How to complete this task =>
Please continue the news piece on Florida's preterm-birth grade, starting right after its final sentence.

Passage provided =>
╭──
A "D" grade may be nothing to brag about — unless you're talking about Florida's grade for preterm births.
After three straight years of "F" grades on a national report card, doctors see the D grade, announced today, as a sign that the state is making progress in its efforts to make sure as many babies as possible are born after 37 weeks' gestation, giving them a better chance at a healthy start in life.
All told, 13.5 percent of Florida babies arrived too early last year. That's down from 13.8 percent a year ago, but Florida still ranked ninth-worst in the country.
The report by the March of Dimes noted the state's improvement in two categories — declines in the proportion of women of child-bearing age who smoke and the percentage of late-preterm births, defined as 34 to 36 weeks' gestation.
But the number of Florida women who don't have health insurance increased as the economic downturn continued, and that was a mark against efforts to provide proper prenatal care, key to healthy pregnancies.
The modest progress "shows we're starting to turn the corner, but we still need an incredible amount of work," said Dr. Lewis Rubin, chief of neonatology at the University of South Florida and medical director of newborn services at Tampa General Hospital.
Nationally, the preterm rate fell just slightly, from 12.3 percent to 12.2 percent.
"The decline is small, but it translates into more than 100,000 babies a year nationally that are not being born prematurely," Rubin said.
It was enough to improve the nation's grade from a D to a C. Still, the United States trails behind other Western nations; in 2009, one in eight births in the United States was preterm, compared with 1 in 18 births in Ireland and Finland, according to the Centers for Disease Control and Prevention.
╰──
Available data =>
╭──
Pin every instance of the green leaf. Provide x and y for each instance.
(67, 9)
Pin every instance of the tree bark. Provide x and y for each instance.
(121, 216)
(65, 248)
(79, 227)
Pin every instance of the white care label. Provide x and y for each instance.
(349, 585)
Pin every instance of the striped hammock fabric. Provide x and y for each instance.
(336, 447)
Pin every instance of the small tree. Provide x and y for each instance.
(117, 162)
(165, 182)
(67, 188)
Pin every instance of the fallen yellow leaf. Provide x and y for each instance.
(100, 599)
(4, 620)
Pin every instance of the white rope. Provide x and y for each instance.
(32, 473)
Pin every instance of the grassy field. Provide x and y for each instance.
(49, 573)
╰──
Task result =>
In 2005, the United States ranked 30th in the world for infant mortality.
Babies born before 37 weeks gestation are more likely to die in infancy, or face increased risk of breathing problems, cerebral palsy, learning disabilities and other problems.
Rubin praised efforts by health care providers, public health officials and groups such as the March of Dimes to cut smoking in women of child-bearing age. The rate went from 19.2 percent in 2010 to 17.3 percent this year, according to the CDC.
But he lamented the poor economy's continued impact — women ages 15-44 who lack insurance increased from 27.9 percent in 2010 to 28.5 percent this year.
The uninsured are less likely to get prenatal care and treatments that can help them carry to full term, he said.
Still, there are resources available, including expanded Medicaid eligibility for pregnant women in Florida.
MomCare, run by the state's Healthy Start program, provides care for pregnant women with household incomes up to 185 percent of the federal poverty level. That's $26,964 a year for a single mother-to-be, or $33,876 a year for a mother-to-be and her partner.
"Many women think that if they're working, they're not eligible," said Cindy McNulty, community liaison for the Healthy Start Coalition of Pinellas Inc.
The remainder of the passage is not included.